- **Page extract**:

· · · · ·

Luckily, I have trained myself since high school as a result of long bus
trips to away athletic contests, to sleep almost anywhere. Sleep is possible on this occasion also.
Arrival is
late at night, and yet the city beckons still.
It is an area I have long been told about, and long wanted to
visit. Like Merida in the Mexican
Yucatan or Cuzco in the Peruvian highlands, it is a thrill to explore its
cobblestone streets, well preserved missions and churches, and colonial Spanish
architecture. At the same time, it is
surrounded in Chiapas state – site of a relatively recent Zapatista uprising
led by Mayan peasants upset with the lack of political distribution or economic
gain – with traditional villages without running water or electrical power.
The
squares here are beautiful, spacious, and well lit. Like Cuzco, there are no potholes. They are simply not allowed to exist. Mexican and Spanish music plays deep into the
night, and by the time I am ready to retire at 1 AM the crowds have yet to
dissipate. Many of the streets are pedestrian
only, and very visitor friendly. I stop
at a restaurant called The Terradentro, and enjoy the best tamales and
enchiladas verdes I have ever tasted.
The tamales are made of corn maize, double crème, chiles, and
pollo. The enchiladas are of course
adorned with green chili sauce, pollo, onions (cebollas), and a variety of
spices. It is truly a treat to write
home about.
Even
better, is the colorful daily public market which takes place about five blocks
outside the main public square in San Cristobal, Plaza 31st of March.

· · · · ·

- **Extracted material**:
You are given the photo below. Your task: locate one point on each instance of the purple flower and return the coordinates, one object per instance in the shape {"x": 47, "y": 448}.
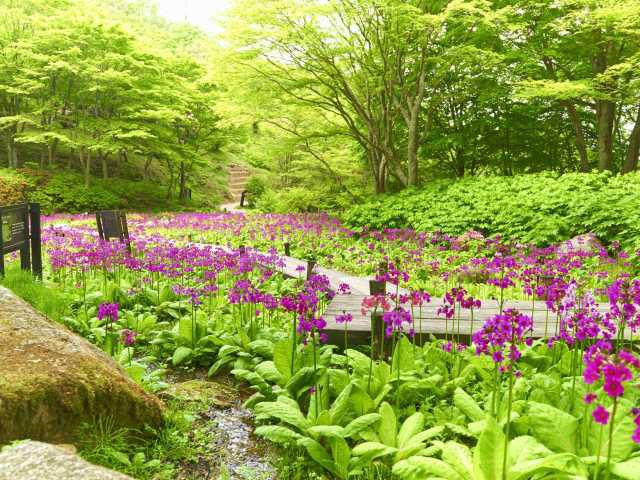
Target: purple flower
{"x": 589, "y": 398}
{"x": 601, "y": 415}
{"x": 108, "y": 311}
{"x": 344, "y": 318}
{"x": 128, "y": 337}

· · · · ·

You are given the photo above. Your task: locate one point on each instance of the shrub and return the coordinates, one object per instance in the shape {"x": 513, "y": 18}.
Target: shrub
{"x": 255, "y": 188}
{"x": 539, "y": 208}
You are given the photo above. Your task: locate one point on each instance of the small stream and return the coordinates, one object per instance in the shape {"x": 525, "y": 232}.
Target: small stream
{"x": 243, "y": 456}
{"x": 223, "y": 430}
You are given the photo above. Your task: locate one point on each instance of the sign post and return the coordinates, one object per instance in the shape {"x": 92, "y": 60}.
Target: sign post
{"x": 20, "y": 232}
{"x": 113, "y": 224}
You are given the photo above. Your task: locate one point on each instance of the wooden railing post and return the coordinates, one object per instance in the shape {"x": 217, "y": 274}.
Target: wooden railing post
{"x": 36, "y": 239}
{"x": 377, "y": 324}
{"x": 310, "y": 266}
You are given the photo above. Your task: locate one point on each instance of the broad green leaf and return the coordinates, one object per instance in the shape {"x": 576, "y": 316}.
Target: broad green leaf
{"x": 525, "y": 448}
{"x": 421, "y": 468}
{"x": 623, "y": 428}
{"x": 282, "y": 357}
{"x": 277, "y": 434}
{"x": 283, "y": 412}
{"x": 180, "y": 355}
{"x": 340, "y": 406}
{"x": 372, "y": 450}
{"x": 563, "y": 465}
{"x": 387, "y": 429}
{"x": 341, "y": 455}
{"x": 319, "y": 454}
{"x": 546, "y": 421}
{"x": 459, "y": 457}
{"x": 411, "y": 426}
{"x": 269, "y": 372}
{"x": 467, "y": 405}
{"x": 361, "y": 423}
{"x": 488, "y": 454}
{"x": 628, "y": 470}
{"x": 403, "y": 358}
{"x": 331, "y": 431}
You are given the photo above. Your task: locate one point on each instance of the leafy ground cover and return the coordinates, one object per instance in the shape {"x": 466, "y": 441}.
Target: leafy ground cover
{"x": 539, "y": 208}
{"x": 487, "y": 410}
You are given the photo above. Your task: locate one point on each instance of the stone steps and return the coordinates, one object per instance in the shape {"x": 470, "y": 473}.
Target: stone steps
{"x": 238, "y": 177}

· · · · ·

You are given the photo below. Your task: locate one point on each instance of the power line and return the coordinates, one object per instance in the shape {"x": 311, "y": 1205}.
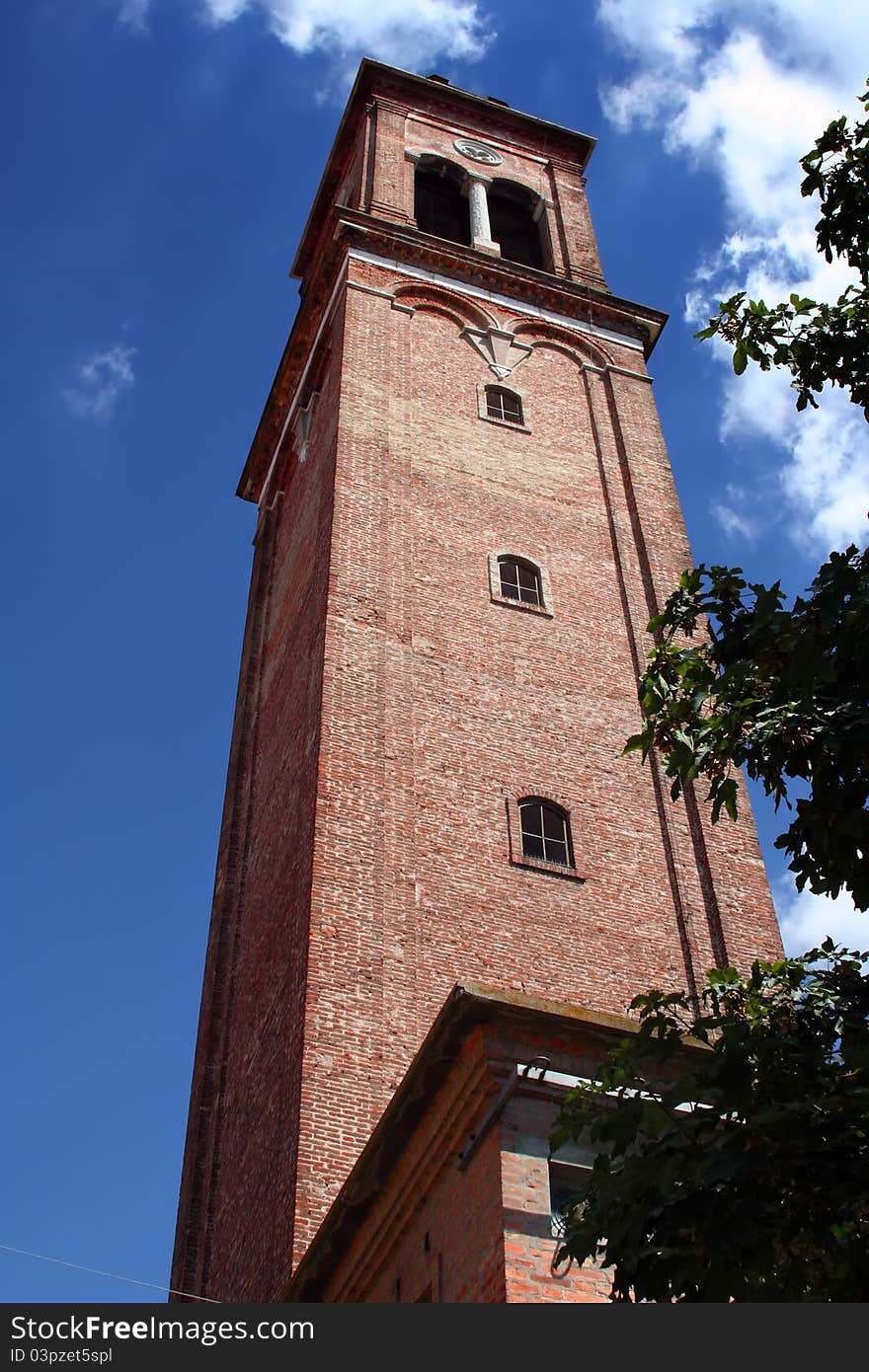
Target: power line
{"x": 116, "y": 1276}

· · · · ·

- **Activity 1**:
Repeat word for word the part of the San Cristobal travel account starting with "The tamales are" and going on through "home about.".
- **Activity 2**:
From the San Cristobal travel account, list every ingredient of the tamales.
Use only the San Cristobal travel account for this work.

- **Response box 1**:
The tamales are made of corn maize, double crème, chiles, and
pollo. The enchiladas are of course
adorned with green chili sauce, pollo, onions (cebollas), and a variety of
spices. It is truly a treat to write
home about.

- **Response box 2**:
- corn maize
- double crème
- chiles
- pollo